*WORK ITEM*:
Exactly the lines from the one with "Identify each beaded wood" through the end of the records below are to be output, the first and last included, and no others.
── RECORDS FOR THE TASK
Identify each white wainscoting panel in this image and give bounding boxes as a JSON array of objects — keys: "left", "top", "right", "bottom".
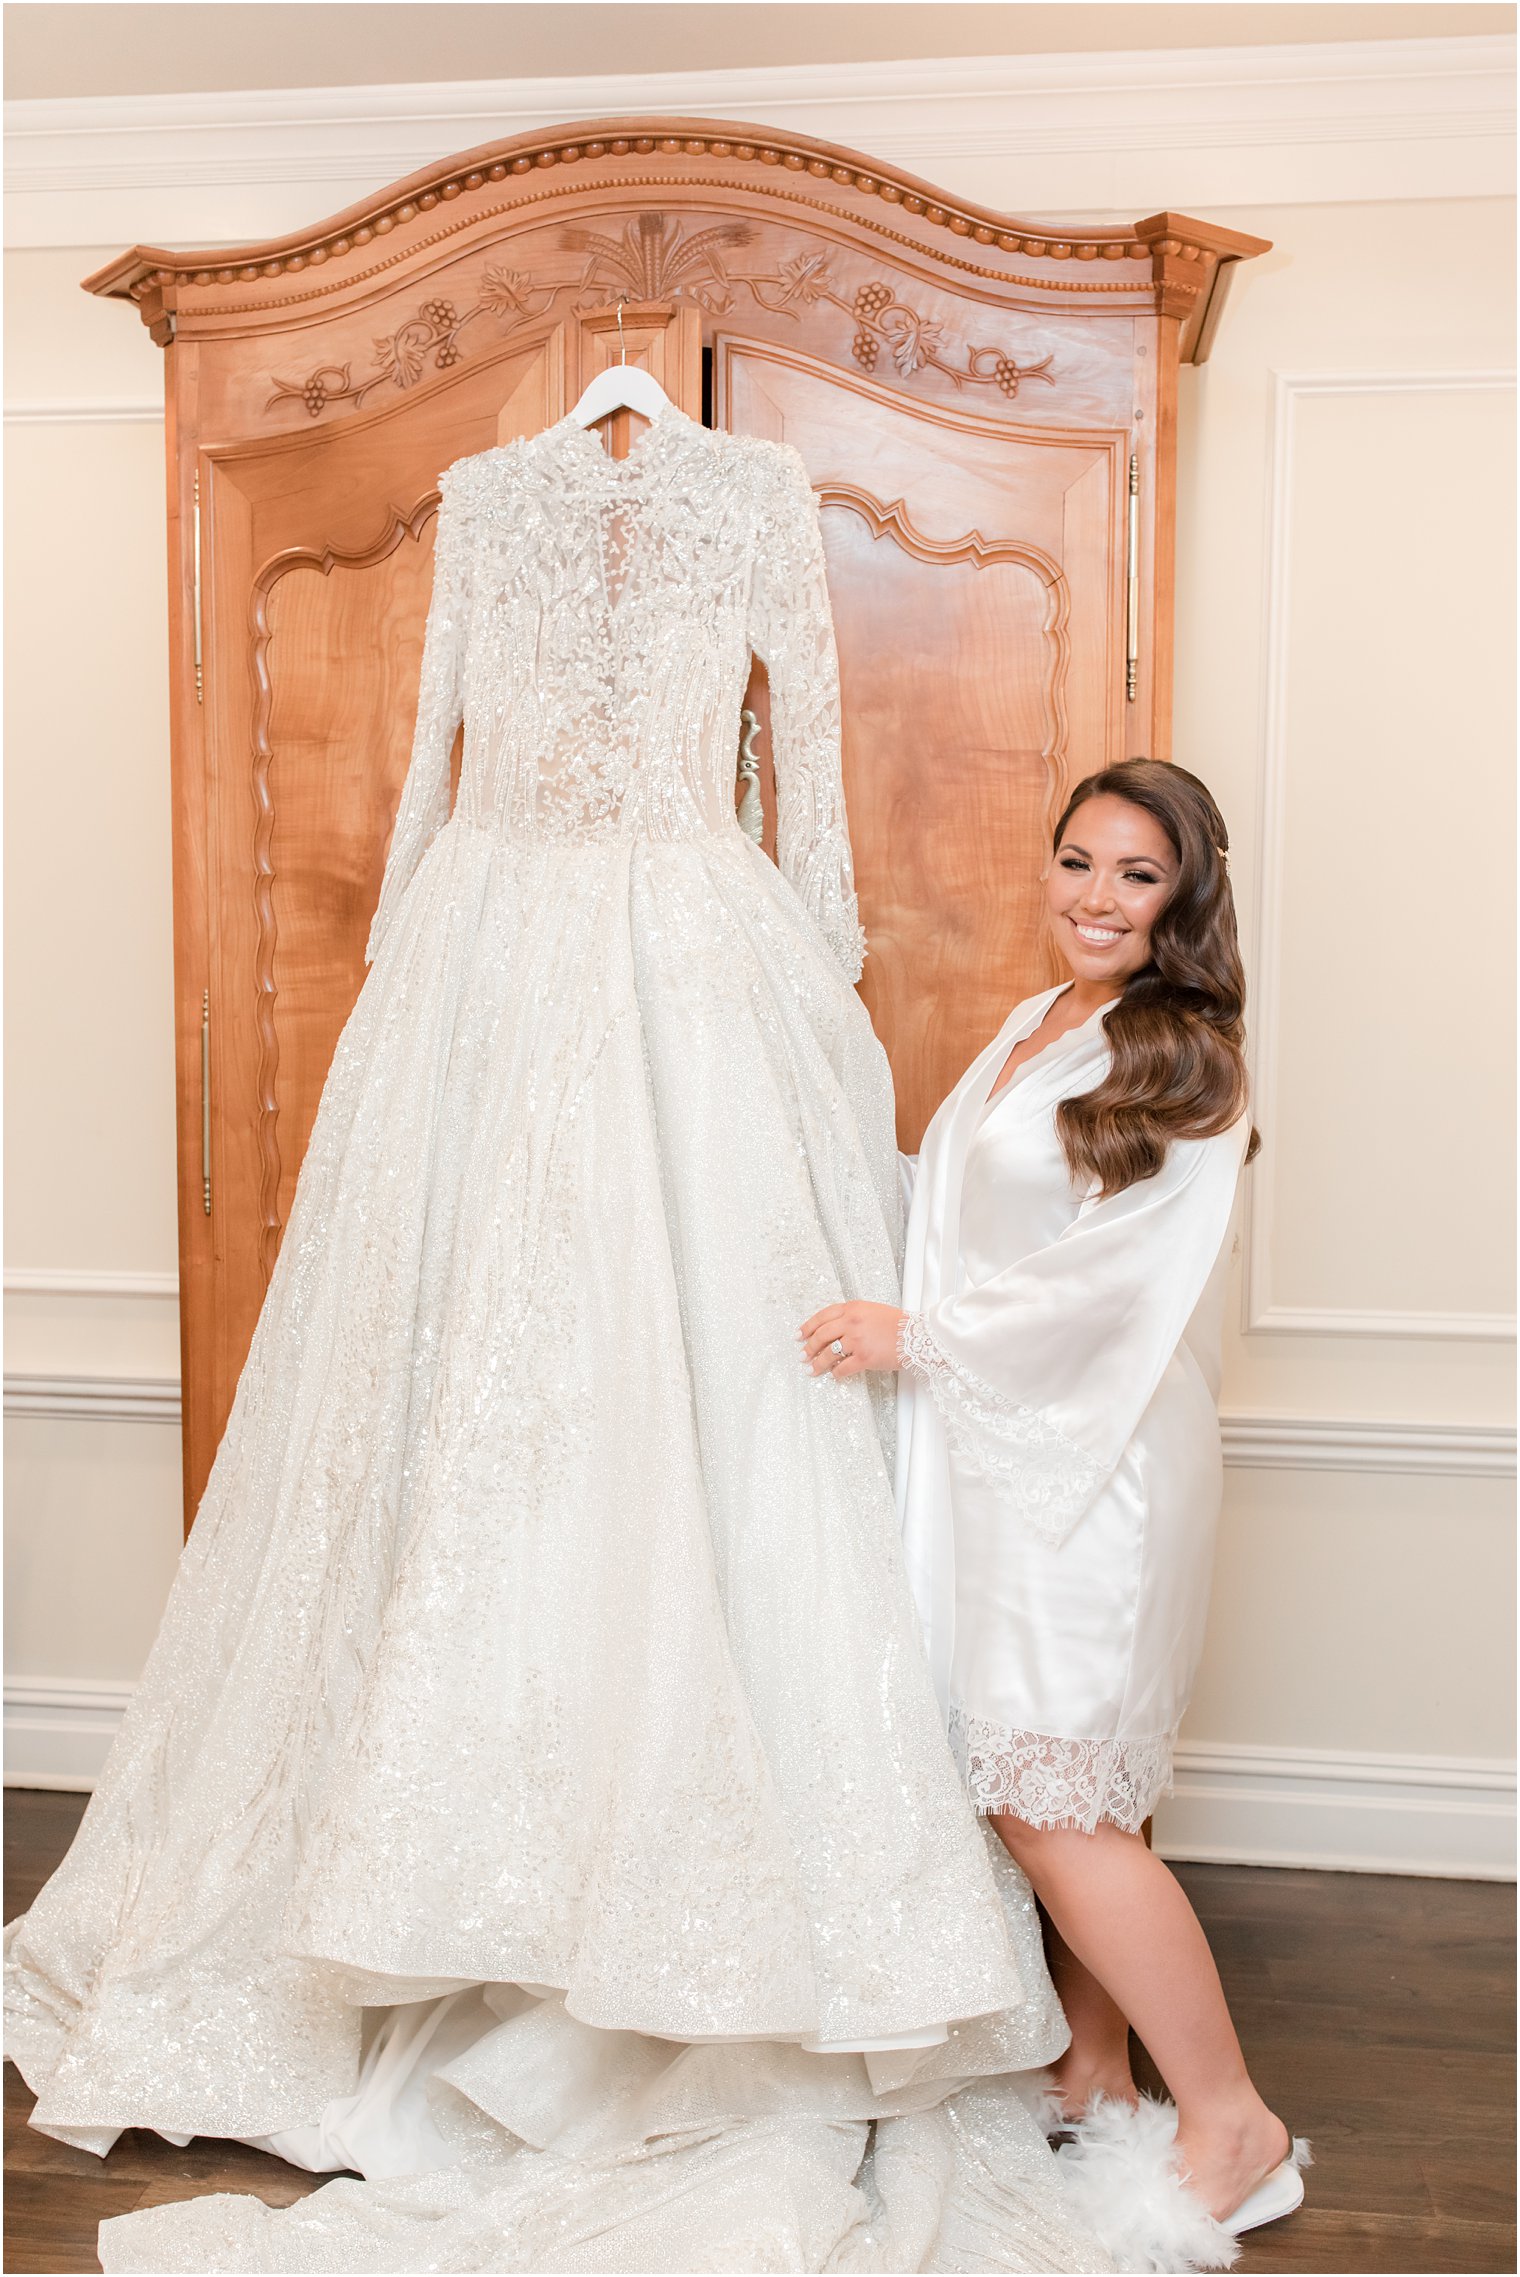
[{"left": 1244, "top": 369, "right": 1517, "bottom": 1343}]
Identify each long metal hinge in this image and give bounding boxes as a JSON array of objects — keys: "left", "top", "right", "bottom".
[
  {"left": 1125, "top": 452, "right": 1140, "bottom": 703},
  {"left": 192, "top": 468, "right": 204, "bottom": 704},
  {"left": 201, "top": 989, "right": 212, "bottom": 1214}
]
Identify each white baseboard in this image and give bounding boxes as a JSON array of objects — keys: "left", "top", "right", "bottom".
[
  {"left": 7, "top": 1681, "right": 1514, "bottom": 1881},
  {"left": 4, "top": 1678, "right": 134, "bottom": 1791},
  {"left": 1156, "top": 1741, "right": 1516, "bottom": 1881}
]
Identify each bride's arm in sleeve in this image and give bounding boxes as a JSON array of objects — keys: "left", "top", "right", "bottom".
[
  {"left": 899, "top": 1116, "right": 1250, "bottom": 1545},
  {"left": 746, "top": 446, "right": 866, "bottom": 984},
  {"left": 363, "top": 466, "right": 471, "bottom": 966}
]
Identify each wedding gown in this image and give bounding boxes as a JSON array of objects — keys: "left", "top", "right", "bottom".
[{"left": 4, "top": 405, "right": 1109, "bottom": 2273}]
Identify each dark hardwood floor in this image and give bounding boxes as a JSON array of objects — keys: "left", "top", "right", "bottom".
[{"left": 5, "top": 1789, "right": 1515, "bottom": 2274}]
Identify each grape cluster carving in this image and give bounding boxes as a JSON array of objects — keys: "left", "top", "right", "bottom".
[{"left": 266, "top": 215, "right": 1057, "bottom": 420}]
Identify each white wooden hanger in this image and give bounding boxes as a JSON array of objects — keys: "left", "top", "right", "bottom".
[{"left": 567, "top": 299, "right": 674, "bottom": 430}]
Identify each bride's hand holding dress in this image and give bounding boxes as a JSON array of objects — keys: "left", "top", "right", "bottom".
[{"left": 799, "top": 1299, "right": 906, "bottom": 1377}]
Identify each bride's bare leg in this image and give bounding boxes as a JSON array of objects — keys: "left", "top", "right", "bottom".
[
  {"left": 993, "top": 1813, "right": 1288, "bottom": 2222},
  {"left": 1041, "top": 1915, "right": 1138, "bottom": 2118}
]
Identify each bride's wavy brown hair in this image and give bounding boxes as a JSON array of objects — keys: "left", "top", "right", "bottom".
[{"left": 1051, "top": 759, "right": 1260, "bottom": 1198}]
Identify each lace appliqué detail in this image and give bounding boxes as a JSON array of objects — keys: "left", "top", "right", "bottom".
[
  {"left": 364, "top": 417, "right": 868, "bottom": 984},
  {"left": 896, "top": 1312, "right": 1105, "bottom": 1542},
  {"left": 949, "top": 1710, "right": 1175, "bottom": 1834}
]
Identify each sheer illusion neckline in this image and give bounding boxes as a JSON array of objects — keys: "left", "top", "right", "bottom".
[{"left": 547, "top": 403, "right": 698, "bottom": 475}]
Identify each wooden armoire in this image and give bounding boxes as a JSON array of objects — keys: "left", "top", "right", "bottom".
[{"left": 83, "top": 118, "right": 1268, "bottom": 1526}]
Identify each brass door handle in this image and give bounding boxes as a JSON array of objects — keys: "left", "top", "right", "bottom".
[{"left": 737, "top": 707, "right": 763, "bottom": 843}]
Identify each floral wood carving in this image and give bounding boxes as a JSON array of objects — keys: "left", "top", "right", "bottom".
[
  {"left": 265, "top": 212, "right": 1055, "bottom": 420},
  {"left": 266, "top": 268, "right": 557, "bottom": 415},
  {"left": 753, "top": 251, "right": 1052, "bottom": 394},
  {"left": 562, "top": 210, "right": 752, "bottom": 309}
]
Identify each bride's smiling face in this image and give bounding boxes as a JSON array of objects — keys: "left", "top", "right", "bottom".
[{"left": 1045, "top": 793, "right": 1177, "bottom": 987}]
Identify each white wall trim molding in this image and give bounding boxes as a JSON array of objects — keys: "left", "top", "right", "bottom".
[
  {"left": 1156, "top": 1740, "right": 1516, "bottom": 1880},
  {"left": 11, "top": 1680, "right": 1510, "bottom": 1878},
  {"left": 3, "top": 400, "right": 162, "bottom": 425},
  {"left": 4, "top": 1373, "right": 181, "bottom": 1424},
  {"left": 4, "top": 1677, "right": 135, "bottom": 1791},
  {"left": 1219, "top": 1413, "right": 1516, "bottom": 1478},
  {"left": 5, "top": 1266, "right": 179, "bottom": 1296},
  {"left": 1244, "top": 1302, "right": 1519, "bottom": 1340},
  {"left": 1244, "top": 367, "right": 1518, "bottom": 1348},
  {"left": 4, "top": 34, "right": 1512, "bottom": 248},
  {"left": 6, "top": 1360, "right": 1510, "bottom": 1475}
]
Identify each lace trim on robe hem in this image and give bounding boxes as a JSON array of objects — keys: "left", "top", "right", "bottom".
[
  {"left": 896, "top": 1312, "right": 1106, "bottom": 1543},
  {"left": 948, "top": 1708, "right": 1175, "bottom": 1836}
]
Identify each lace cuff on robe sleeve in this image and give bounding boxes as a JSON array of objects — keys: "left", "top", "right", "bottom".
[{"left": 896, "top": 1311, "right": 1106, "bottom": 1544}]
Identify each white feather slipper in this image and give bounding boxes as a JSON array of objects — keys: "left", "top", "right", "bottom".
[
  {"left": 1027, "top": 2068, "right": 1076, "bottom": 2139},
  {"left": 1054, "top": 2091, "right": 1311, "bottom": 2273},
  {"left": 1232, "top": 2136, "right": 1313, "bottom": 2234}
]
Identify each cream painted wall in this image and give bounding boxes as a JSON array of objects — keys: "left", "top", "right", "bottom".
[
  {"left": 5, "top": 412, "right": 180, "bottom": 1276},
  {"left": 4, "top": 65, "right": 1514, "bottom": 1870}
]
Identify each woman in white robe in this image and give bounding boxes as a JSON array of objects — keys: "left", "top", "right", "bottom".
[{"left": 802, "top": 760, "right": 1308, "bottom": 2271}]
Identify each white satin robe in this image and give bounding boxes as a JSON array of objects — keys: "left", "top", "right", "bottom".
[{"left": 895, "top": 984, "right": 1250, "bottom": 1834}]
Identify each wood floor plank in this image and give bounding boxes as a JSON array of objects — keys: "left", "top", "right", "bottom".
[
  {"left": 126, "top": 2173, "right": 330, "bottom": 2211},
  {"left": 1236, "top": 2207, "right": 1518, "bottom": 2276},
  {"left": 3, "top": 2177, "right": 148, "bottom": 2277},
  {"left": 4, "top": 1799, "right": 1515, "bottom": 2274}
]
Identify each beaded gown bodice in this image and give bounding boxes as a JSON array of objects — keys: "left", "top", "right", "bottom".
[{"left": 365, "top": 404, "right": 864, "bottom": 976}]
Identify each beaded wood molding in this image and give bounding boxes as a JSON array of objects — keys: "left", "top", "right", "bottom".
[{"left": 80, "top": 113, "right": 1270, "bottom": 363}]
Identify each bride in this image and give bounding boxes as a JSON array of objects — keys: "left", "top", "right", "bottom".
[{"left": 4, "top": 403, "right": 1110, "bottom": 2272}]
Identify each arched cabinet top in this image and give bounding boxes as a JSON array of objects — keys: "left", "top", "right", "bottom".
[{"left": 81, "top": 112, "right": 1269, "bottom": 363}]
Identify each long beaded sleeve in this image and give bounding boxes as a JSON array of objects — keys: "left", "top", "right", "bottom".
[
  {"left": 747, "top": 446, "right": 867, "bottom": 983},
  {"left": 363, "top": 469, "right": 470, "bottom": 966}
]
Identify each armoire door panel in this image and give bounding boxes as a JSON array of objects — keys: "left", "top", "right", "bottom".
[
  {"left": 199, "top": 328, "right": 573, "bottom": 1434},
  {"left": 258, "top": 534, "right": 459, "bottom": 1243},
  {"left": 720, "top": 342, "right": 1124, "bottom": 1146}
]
────
*RESPONSE AREA*:
Identify each beaded wood molding in this image and give bounding boxes as a JSON array of objects — keys: "left", "top", "right", "bottom".
[{"left": 80, "top": 113, "right": 1270, "bottom": 363}]
Identify each bride in this image and give bounding boxes as a JSON array of objects — keys: "left", "top", "right", "bottom".
[{"left": 4, "top": 403, "right": 1110, "bottom": 2272}]
Identify each arched cabinet top in this image and give bounding boxes as a JSON array of objects — keys: "left", "top", "right", "bottom".
[{"left": 81, "top": 112, "right": 1269, "bottom": 363}]
Identify each long beaded sleeve in this image and give bounding boxes as a JSON array of objects — keys: "left", "top", "right", "bottom".
[
  {"left": 747, "top": 446, "right": 867, "bottom": 983},
  {"left": 363, "top": 469, "right": 470, "bottom": 966}
]
Identify each armoire door panel in this image and give bounding boxes as a JSON array of objects — keys: "left", "top", "right", "bottom".
[
  {"left": 199, "top": 328, "right": 573, "bottom": 1434},
  {"left": 258, "top": 534, "right": 459, "bottom": 1243},
  {"left": 720, "top": 342, "right": 1124, "bottom": 1146}
]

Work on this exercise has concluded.